# Directive 1
According to the essay on resisting ICE, in what year was Oregon's sanctuary law established?
# Directive 2
Carry on the essay on resisting ICE, picking up right after its final sentence.
# start of Passage
Solidarity to resist ICE

Photo: Gorge ICE Resistance

I am thousands of kilometers away on a Witness for Peace* tour in the northwest Pacific of the United States. In order to arrive, I spent 18 hours traveling through airports on four different flights. I had that time to reflect on the long bridge that many people have constructed over time. A solidarity bridge that breaks through the dynamics that governments use in their relationships, the powerful dynamic that crushes the weak, the dynamic of the large intervener to the small and the small being servant to the empire.

I know that I’m speaking from privilege. I am traveling to the United states with a visa when every 15 minutes, a Honduran migrates undocumented to this country. I do it because I can speak about what is happening in my country from the position that I hold as a journalist. To be a channel for the voices who don’t have this privilege not only challenges me, but more than anything, gives me significant responsibility.

I am here, well in the North, just a short distance from where the presidents of the Northern Triangle will be meeting to talk about the failed Plan for the Alliance for Prosperity, the plan that has erupted in the face of the United States or rather, on its border, that’s inundated with migrants fleeing from Central American countries, yet they are far away from prosperity.

Also read: Honduras and the United States should build more humane and less militarized or corporate connections, according to Congressman Keith Ellison

It’s here, in this place surrounded by mountains with pine trees, lakes, large rivers, and extensive valleys, where the cold not only freezes my nose, but also the dreams of thousands of migrants. Dreams of them living a dignified life. Dreams. To come here is to talk of dreams, of a country that we dream about but that really isn’t a dream country, of a life that isn’t real.

I began this trip in a city called Coeur d’Alene – the heart of the owl in the original native language – in the state of Idaho. The Human Rights Education Institute and later Whitworth University organized, along with a few community cultural and political activism projects, the events where I spoke about independent journalism in Honduras. There we also talked about the memory that we’re missing, the identity that we’re searching for, the citizenry that we intend to form through journalism with Contracorriente. Here, thousands of kilometers away, there were several people listening, asking, and thinking about actions they can take. How we can strengthen the solidarity between people, who also feel crushed by corrupt, racist, patriarchal systems that benefit the elite and that devastate everything in their path.

In these cities, the people who attended where mostly US-citizens. Even in the class called Latinos in the United States, there were no Latinos in attendance. The percentage of migrant Latinos in these first few cities is minimal, as is similar with the Black population.

Nevertheless, yesterday we arrived in the state of Oregon, which has had a sanctuary law for 30 years, but which could be repealed in the upcoming midterm elections of November 6th. This initiative is called Measure 105, and it was presented by three republican legislators who are hoping that the law established in 1987 will be eliminated. In theory, the law establishes that local governments cannot use their resources to enforce federal immigration laws if the person’s only crime is living in the United States without documents. This is where the immobilizing ICE storm blows in.
# end of Passage
# start of Items
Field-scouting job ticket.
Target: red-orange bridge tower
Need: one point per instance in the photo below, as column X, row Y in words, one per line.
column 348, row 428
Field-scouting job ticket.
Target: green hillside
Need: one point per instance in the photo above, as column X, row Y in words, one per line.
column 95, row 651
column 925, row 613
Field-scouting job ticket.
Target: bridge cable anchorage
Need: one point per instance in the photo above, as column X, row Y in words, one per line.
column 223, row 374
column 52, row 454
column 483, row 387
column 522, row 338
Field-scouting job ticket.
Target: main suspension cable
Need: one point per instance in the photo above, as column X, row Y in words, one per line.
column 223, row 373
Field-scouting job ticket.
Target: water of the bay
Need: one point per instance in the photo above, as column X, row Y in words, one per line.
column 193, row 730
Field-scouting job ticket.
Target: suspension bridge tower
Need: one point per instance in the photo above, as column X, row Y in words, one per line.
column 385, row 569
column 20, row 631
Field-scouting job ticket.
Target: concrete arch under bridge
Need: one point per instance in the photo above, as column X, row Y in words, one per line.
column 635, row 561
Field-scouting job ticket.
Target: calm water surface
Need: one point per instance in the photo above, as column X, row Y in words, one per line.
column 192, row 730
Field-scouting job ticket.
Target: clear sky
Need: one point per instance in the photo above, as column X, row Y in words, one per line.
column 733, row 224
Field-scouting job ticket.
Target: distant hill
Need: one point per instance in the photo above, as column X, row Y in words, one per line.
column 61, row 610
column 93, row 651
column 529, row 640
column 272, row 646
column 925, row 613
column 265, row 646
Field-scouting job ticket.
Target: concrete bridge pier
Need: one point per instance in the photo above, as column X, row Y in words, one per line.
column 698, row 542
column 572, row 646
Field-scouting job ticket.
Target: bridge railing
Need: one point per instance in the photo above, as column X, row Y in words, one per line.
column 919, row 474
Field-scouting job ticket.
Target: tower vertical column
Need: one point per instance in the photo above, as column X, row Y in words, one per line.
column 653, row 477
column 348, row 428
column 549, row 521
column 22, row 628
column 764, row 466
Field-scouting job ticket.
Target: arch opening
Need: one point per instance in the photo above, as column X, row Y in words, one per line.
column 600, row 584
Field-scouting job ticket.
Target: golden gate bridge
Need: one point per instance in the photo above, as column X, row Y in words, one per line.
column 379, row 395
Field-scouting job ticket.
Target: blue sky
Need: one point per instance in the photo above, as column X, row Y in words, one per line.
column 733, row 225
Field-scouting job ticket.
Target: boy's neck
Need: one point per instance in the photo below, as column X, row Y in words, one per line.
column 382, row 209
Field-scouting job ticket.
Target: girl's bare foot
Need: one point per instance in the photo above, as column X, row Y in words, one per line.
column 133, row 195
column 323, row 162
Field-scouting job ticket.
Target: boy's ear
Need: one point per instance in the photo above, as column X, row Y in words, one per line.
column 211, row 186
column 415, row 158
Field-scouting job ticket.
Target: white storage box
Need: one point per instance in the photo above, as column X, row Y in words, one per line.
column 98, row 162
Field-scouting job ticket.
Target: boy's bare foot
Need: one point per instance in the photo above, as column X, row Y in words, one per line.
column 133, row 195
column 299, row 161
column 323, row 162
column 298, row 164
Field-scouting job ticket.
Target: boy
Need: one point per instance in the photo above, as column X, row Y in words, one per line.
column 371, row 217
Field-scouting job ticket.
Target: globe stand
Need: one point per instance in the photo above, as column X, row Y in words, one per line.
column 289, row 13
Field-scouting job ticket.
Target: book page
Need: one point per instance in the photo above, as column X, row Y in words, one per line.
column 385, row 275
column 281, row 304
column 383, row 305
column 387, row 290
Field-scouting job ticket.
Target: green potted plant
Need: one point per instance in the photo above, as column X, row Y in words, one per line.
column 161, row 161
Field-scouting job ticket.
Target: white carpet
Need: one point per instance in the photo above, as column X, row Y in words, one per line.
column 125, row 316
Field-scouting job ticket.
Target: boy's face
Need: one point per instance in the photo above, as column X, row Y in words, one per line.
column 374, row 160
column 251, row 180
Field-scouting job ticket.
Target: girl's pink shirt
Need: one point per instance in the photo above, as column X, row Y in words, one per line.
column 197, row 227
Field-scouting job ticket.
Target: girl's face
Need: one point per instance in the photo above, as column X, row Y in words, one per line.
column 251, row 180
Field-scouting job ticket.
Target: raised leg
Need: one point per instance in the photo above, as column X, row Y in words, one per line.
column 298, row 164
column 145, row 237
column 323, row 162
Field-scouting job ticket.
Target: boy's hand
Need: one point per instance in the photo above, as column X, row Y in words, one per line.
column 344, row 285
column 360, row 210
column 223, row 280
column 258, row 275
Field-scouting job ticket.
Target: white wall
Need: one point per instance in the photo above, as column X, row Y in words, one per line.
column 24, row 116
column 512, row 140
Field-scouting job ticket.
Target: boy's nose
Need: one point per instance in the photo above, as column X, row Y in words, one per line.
# end of Items
# Exercise response 1
1987

# Exercise response 2
In Oregon, despite being a sanctuary state, one county jail called NORCOR has contracts with ICE (Immigration and Customs Enforcement). Thus, immigrants detained by this State Department entity arrive to the small jail of NORCOR, despite the fact that the state of Oregon has a law that does not permit support for antiimmigrant processes. The arrival of around 30 detained people, transferred from detention centers in Washington, sparked concern from activist groups in the community, who have been organizing since 2017 to take action. That is how Gorge ICE Resistance’s permanent protest began.

Gorge ICE Resistance is a citizen activist group in support of the migrant community that meets in a chapel in the city of The Dalles, where NORCOR is located. For 520 consecutive days, around 15 or 20 people stand protesting outside of the prison, demanding that the contract with NORCOR be rescinded, and furthermore, that Oregon citizens’ taxes stop being used to detain immgirants.

According to the organization’s data, each person detained in NORCOR costs the prison between $97 and $115, but ICE only pays $90 per detained migrant. Additionally, the organization considers NORCOR to be one of the most precarious detention centers, used as punishment for migrants that are considered to be problematic in other centers across the country.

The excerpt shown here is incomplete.